TASK SET
1. List the salad's ingredients as the passage about dinner at a retirement home names them.
2. Locate each line in the entries that contains the string "lock", and copy those lines out. Case counts.

PASSAGE
_ _ _ _

Last night I had Oysters Rockefeller. It was accompanied by green beans, a baked tomato and finger potatoes. Preceding that was chicken noodle soup and a salad of baby spinach, walnuts, goat cheese and dried cranberries. Dessert followed. This was dinner at the retirement home – not mine, my father’s.

 

The food was slightly better than usual because it was Birthday Night, the once-a-month event that celebrates all those born in that month. But even on regular nights, the meals are of high quality. Overall, the place is well-maintained, very clean and well-functioning. The staff is attentive and friendly.

 

Sitting in the dining hall, however, I realized my father was unlike nearly all the other people. He was of a different class. Even in old age, maybe especially in old age, this kind of thing comes through.

 

“Hey,” a man who had the look of a retired corporate executive shouted across several tables at my father when he was a newcomer. “You’ve got a hat on. Take off your hat!”

 

My father is bald and wears a hat to keep his head warm. He explained this to the man yelling at him and declined the directive to remove it. I don’t think the two have spoken since.

 

Dad has his friends at the home. All the Italians, plus the open, gregarious people who don’t think too much of themselves. Still, I’m certain few share his background.

 

european-immigrants-disembarking-everett

My father was born to immigrant parents. He worked in factories, served in World War II and afterward took a job with the United States Postal Service. He never made much money but late in life was approved for a 100 percent veterans disability pension (loss of hearing in one ear during the war). This was a boost to his income at a time when his expenses were low. Actually, he never did spend much money, but with this second pension he was able to save even more. He invested mostly in CDs and government bonds when inflation and interest rates were in double digits, and made good money when he sold a house originally purchased for $15,000.

 

So, unlike a lot of working men, this working man was able to afford a berth in a rather nice retirement home. By doing that, he has to put up with the kind of people who may have had servants and commanded a realm.

 

“I wouldn’t sit there,” a thin, small, patrician-looking woman told me on Birthday Night. I was trying to sit down with my father at “her” table. “Mildred will be coming soon and that’s where she sits.”

 

We sat anyway. The hostess had  placed us there, advising that Mildred would be seated at another table, and so the suggestion was ignored.

 

But it did not stop there.

 

When I asked my father what he was going to order, I spoke somewhat loudly into his hearing-aid assisted “good” ear.

 

“Please lower your voice, ,” the woman told me.

 

“I need to speak loud enough for him to hear,” I said.

 

“He can hear you,” she said dismissively. “And Mildred will be coming soon.”

 

When she spoke again of Mildred coming, I was tempted to call her an old bat. Before I could, the hostess came over and said, “If you are uncomfortable here, I can seat you at a different table.”

 

I took her up on that.

_ _ _ _

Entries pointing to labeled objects
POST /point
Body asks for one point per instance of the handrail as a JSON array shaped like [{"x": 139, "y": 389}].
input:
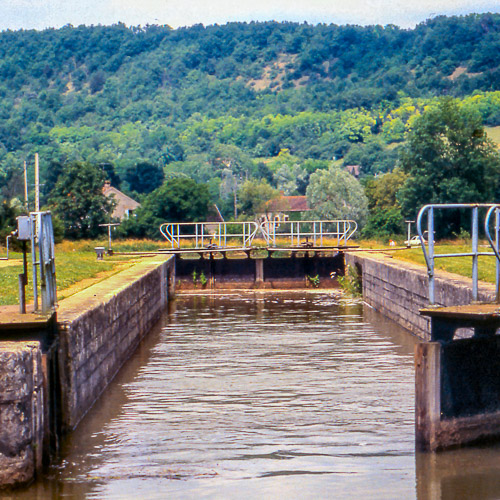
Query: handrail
[
  {"x": 430, "y": 256},
  {"x": 207, "y": 234},
  {"x": 494, "y": 244},
  {"x": 297, "y": 231}
]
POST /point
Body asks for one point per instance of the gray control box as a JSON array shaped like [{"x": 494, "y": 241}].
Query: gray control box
[{"x": 24, "y": 228}]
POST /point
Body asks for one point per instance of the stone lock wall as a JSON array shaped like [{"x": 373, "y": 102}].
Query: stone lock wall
[
  {"x": 400, "y": 289},
  {"x": 101, "y": 327},
  {"x": 21, "y": 412}
]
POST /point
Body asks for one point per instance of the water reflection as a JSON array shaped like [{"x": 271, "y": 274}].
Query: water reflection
[{"x": 264, "y": 395}]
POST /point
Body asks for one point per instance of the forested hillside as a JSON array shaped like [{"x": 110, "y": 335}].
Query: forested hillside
[{"x": 263, "y": 98}]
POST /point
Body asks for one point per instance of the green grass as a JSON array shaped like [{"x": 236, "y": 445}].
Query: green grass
[
  {"x": 75, "y": 262},
  {"x": 457, "y": 265}
]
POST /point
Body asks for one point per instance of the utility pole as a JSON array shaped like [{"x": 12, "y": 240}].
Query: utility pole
[
  {"x": 26, "y": 186},
  {"x": 37, "y": 184}
]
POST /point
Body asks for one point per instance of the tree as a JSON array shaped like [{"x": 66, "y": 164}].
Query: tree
[
  {"x": 180, "y": 199},
  {"x": 78, "y": 201},
  {"x": 292, "y": 180},
  {"x": 253, "y": 196},
  {"x": 144, "y": 177},
  {"x": 385, "y": 218},
  {"x": 336, "y": 194},
  {"x": 449, "y": 159}
]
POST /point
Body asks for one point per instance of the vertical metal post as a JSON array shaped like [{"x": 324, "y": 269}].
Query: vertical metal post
[
  {"x": 25, "y": 186},
  {"x": 37, "y": 184},
  {"x": 497, "y": 242},
  {"x": 475, "y": 249},
  {"x": 34, "y": 261},
  {"x": 430, "y": 231}
]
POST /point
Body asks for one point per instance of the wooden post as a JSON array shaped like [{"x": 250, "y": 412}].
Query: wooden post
[
  {"x": 427, "y": 395},
  {"x": 259, "y": 270}
]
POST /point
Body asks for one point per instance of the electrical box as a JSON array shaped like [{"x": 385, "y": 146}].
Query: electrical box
[{"x": 24, "y": 228}]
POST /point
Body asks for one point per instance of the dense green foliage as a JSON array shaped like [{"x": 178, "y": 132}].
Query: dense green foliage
[
  {"x": 449, "y": 159},
  {"x": 178, "y": 200},
  {"x": 237, "y": 106},
  {"x": 78, "y": 202},
  {"x": 124, "y": 95},
  {"x": 336, "y": 194}
]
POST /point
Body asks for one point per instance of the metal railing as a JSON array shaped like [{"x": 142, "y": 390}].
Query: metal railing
[
  {"x": 428, "y": 247},
  {"x": 200, "y": 235},
  {"x": 304, "y": 233}
]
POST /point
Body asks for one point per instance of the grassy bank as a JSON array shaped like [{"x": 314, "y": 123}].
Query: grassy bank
[
  {"x": 76, "y": 267},
  {"x": 457, "y": 265}
]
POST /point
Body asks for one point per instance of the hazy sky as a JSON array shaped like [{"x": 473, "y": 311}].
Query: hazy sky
[{"x": 39, "y": 14}]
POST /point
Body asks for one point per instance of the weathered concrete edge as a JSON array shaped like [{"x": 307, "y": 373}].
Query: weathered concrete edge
[
  {"x": 100, "y": 328},
  {"x": 21, "y": 412},
  {"x": 399, "y": 289}
]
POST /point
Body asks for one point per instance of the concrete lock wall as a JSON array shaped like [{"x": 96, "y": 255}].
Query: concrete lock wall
[
  {"x": 98, "y": 329},
  {"x": 101, "y": 327},
  {"x": 400, "y": 289},
  {"x": 21, "y": 412}
]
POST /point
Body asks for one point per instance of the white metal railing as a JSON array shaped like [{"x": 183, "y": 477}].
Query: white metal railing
[
  {"x": 313, "y": 232},
  {"x": 209, "y": 234},
  {"x": 428, "y": 247}
]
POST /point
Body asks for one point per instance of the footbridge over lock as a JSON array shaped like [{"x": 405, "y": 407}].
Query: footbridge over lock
[{"x": 269, "y": 254}]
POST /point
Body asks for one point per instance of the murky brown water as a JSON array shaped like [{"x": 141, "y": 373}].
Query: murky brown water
[{"x": 266, "y": 395}]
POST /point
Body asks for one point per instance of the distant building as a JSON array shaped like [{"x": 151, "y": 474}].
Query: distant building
[
  {"x": 125, "y": 205},
  {"x": 354, "y": 170}
]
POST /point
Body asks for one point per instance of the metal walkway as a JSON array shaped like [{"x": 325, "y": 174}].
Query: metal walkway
[{"x": 274, "y": 235}]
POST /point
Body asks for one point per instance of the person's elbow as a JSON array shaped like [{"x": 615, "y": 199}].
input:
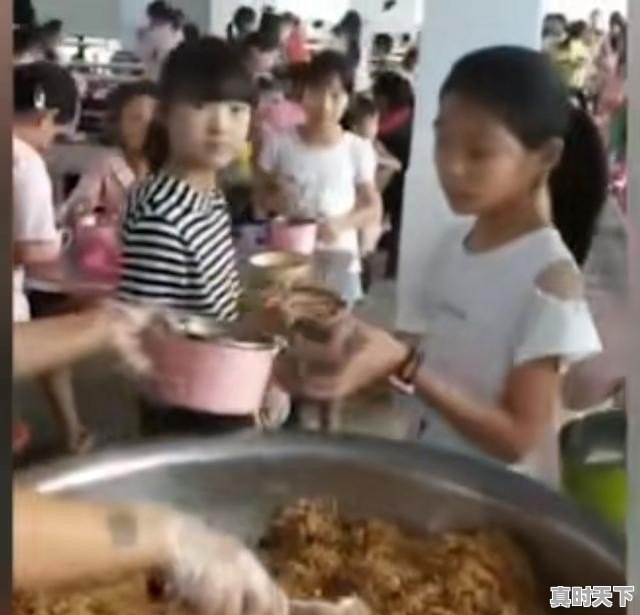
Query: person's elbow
[
  {"x": 36, "y": 253},
  {"x": 514, "y": 447}
]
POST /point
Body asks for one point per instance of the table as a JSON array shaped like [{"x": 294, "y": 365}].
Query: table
[{"x": 63, "y": 277}]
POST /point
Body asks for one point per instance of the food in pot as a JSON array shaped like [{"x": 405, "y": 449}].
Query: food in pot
[{"x": 315, "y": 552}]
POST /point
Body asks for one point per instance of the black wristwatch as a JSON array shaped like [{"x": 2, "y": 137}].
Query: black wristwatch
[{"x": 403, "y": 379}]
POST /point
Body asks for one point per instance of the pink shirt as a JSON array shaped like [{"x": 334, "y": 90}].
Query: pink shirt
[
  {"x": 104, "y": 186},
  {"x": 33, "y": 213},
  {"x": 279, "y": 115}
]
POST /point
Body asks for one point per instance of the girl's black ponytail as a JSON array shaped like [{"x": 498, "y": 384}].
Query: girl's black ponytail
[
  {"x": 156, "y": 148},
  {"x": 579, "y": 185},
  {"x": 523, "y": 88}
]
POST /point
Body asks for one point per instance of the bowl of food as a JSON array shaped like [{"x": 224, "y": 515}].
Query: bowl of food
[
  {"x": 200, "y": 364},
  {"x": 319, "y": 325},
  {"x": 278, "y": 269},
  {"x": 404, "y": 527}
]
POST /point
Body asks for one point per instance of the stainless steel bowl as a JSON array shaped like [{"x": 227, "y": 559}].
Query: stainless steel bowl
[{"x": 238, "y": 482}]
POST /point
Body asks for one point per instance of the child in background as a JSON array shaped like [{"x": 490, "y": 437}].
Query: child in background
[
  {"x": 504, "y": 304},
  {"x": 104, "y": 187},
  {"x": 320, "y": 170},
  {"x": 178, "y": 251},
  {"x": 363, "y": 120},
  {"x": 45, "y": 102},
  {"x": 162, "y": 34},
  {"x": 275, "y": 112}
]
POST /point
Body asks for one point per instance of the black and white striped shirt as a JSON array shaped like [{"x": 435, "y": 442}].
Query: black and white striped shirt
[{"x": 178, "y": 249}]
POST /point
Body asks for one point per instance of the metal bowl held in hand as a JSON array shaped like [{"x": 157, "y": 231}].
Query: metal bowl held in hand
[
  {"x": 237, "y": 483},
  {"x": 269, "y": 269},
  {"x": 200, "y": 364},
  {"x": 594, "y": 463}
]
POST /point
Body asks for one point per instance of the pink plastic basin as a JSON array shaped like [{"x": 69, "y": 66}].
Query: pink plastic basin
[
  {"x": 97, "y": 249},
  {"x": 294, "y": 236},
  {"x": 220, "y": 376}
]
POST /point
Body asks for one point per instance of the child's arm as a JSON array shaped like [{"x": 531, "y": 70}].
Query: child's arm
[
  {"x": 270, "y": 194},
  {"x": 368, "y": 209},
  {"x": 507, "y": 430},
  {"x": 367, "y": 212}
]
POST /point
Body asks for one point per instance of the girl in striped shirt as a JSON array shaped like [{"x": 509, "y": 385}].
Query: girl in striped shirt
[{"x": 177, "y": 244}]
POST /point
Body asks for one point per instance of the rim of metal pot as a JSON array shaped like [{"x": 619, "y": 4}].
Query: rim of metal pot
[{"x": 503, "y": 487}]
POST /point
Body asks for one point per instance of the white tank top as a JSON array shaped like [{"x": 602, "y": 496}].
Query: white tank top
[{"x": 485, "y": 316}]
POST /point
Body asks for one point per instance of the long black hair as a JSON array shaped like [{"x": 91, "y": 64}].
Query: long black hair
[
  {"x": 118, "y": 99},
  {"x": 198, "y": 72},
  {"x": 45, "y": 86},
  {"x": 522, "y": 88}
]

_ _ _ _

RESPONSE LIST
1. Baby spinach, walnuts, goat cheese, dried cranberries

2.
Body asks for one point per instance of the stone lock wall as a JSON array shaped like [{"x": 373, "y": 102}].
Query: stone lock wall
Body asks for one point per instance of the concrete lock wall as a JSON array shaped like [{"x": 96, "y": 255}].
Query: concrete lock wall
Body asks for one point per instance of the footbridge over lock as a JSON array shaped like [{"x": 405, "y": 407}].
Query: footbridge over lock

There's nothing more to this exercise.